*Excerpt*.
* * *

← Back to Kai Nakamura
Kai Nakamura
Kai Nakamura
Spirituality & Philosophy Writer

The Year I Spent with Death: A Journey from Fear to Understanding

2 min read

The Year I Spent with Death: A Journey from Fear to Understanding

I used to think Death was a stranger. Then, after a year tracing his footsteps through art, ritual, and the quiet corners of human hearts, I realized he was the one always watching from the edge of the room.

Early Reverence: The God Who Wore Many Faces

I began my search in the catacombs of Paris, where the bones of six million are stacked like poetry. Death was supposed to be here, in the marrow of these walls. I’d imagined him as a solemn figure, a skeletal monarch judging the living from his ossuary throne. Instead, I found fragments — a child’s ribcage tucked beneath a saint’s relic, a faded ribbon tied to a femur.

In those early months, I worshipped the myth. I scoured Persian miniatures where Death rides a white horse, Aztec codices where Mictecacihuatl guards the underworld, and the medieval Danse Macabre murals where grinning skeletons pull kings into their circle. I wanted to understand this force that had shaped civilizations, this entity that every culture dressed in different robes.

* * *

*Goals*.
a. Answer these questions from the essay about a year spent with Death:
(i) Through what three things did the writer trace Death's footsteps?
(ii) In what place did the writer begin the search?
(iii) In Persian miniatures, what does Death ride?
b. For each statement, say yes or no depending on whether it agrees with the essay about a year spent with Death, and quote the words from the essay that settle it.
(i) In the catacombs, the writer found Death as a skeletal monarch on an ossuary throne.
(ii) In Aztec codices, Mictecacihuatl guards the underworld.
(iii) The writer once thought of Death as a stranger.
c. Carry on the essay about a year spent with Death, starting after its last paragraph.
The data that comes after the essay isn't needed for anything here.

*Source excerpt*.

* * *

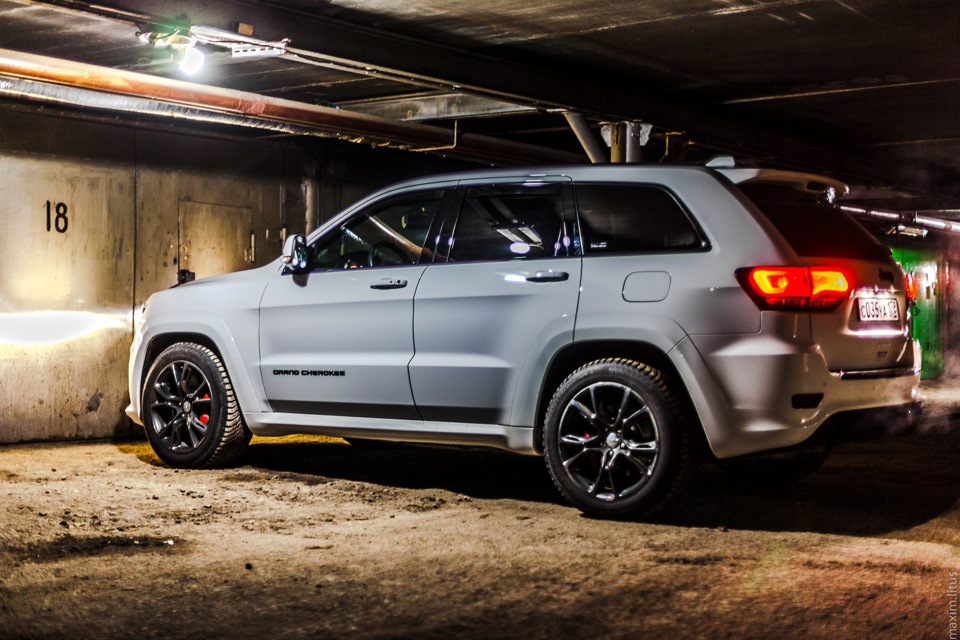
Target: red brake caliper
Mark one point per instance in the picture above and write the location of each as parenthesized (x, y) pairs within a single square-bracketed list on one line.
[(205, 418)]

* * *

*Solved problems*.
a.
(i) Art, ritual, and the quiet corners of human hearts.
(ii) The catacombs of Paris.
(iii) A white horse.

b.
(i) No: "I’d imagined him as a solemn figure, a skeletal monarch judging the living from his ossuary throne. Instead, I found fragments"
(ii) Yes: "Aztec codices where Mictecacihuatl guards the underworld"
(iii) Yes: "I used to think Death was a stranger."

c.
I even tried to speak to him once, in a candlelit chapel in Prague. “Show me what you mean,” I whispered. The wind slammed the door shut. I took it as a yes.

Disillusionment: The Cracks in the Mask

By spring, doubt crept in. Death, I realized, was a projection—a mirror that only ever showed us what we fear most. The more I studied, the more the myths collapsed into contradictions. In Tibetan thangkas, Yama is a wrathful deity; in Mexican folklore, La Calavera Catrina wears a velvet dress and laughs.

I started to question whether Death, as I’d conceptualized him, existed at all. Was he ever anything but a construct? My notebook filled with questions I couldn’t answer: If a god dies when belief fades, what resurrects him? Why do we need him to be a character rather than a process?

One night in Kyoto, I stood at the edge of a river where suicides used to gather. No one came. The moonlight made the water look like polished obsidian. I felt ridiculous.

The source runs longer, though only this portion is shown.